For the recreation manager at Quest University who has also been an adventure guide for 20 years, abandoned plastic wasn't something he was used to seeing so high in the mountains. As he continued across the glacier, Plouffe couldn't get the sight of the water bottle out of his head.

"When I go uphill, my brain just goes on story mode," he said.

A father of two, Plouffe tells his kids stories at bedtime every night, often making tales up on the spot. Soon after getting home, he decided to spend 30 minutes a day working on a new story.

Less than a year later, Plouffe is getting ready to publish his first book, Little Spring: the Epic Journey of One Plastic Water Bottle, complete with illustrations by Vancouver-based cartoonist Lorne Craig.

Aimed at young readers, Plouffe hopes following one water bottle's misadventures will help teach children about ecology, the environment and how they can help.

We first meet Little Spring, the water bottle, in the grocery store. But it's not long before it is dropped — not recycled. Along the way, the water bottle finds itself in the claws of a raven and in the ocean with sea critters, far from where it should be.
----------
* [TASKS TO CARRY OUT]:
a: Using the article about Plouffe's water-bottle book, decide whether each statement agrees with it. Answer yes or no and quote the words that settle it.
(i) Plouffe has worked as an adventure guide for 20 years.
(ii) Plouffe set aside an hour each day to write the story.
(iii) The book's illustrator is a cartoonist based in Vancouver.
b: Answer these questions from the article about Plouffe's water-bottle book.
(i) How many children does Plouffe have?
(ii) Where does the reader first meet Little Spring?
(iii) Which bird holds the water bottle in its claws?
c: Please proceed with the article about Plouffe's water-bottle book, picking up after its final sentence.

* [SUPPLIED INFORMATION]:
----------
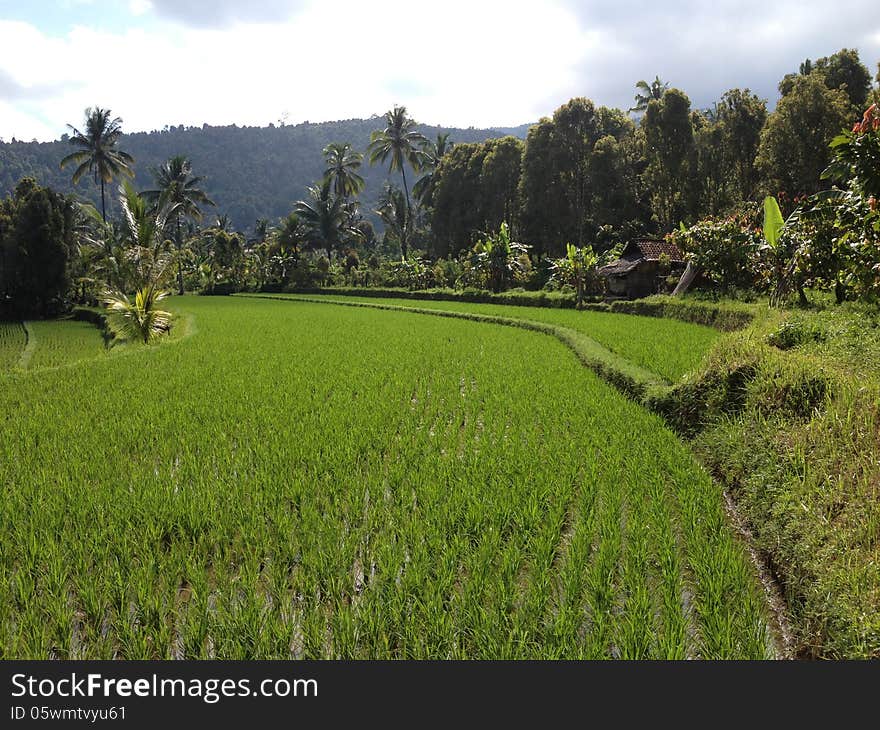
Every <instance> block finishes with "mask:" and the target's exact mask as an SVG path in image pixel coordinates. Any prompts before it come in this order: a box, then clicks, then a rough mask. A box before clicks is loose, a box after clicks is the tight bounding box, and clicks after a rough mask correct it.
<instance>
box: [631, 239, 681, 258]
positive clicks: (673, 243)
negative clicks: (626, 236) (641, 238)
mask: <svg viewBox="0 0 880 730" xmlns="http://www.w3.org/2000/svg"><path fill="white" fill-rule="evenodd" d="M631 245H635V247H636V248H637V249H638V250H639V252H640V253H641V254H642V258H646V259H648V261H656V260H657V259H659V258H660V257H661V256H662V255H663V254H666V256H668V257H669V260H670V261H672V262H676V263H684V255H683V254H682V253H681V251H680V250H679V248H678V246H676V245H675V244H674V243H670V242H669V241H651V240H647V241H635V242H634V244H630V245H629V246H627V248H629V247H630V246H631ZM625 253H626V251H624V254H625Z"/></svg>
----------
* [ANSWERS BELOW]:
a:
(i) Yes: "has also been an adventure guide for 20 years"
(ii) No: "he decided to spend 30 minutes a day working on a new story"
(iii) Yes: "illustrations by Vancouver-based cartoonist Lorne Craig"

b:
(i) Two
(ii) In the grocery store
(iii) A raven

c:
For the end of the book, Plouffe's children helped him come up with challenges for the reader: Can you go a month using your own bags at the grocery store? How many bottles can you find and recycle?

"My kids are pretty stoked," Plouffe said.

And they're not the only ones. Little Spring was named the Best Environmental Kids Book of 2019 by Mountain Life magazine.

Helly Hansen has an agreement with Plouffe to carry the colourful book in 30 of its North American stores. A Whistler bookstore will sell Little Spring, and Plouffe is looking for a retailer in Squamish — where he is based — to offer it locally. Plouffe would also like to see Little Spring used as an educational tool in schools.

Little Spring can be pre-ordered at littlespring.ca. It will soon be available in French.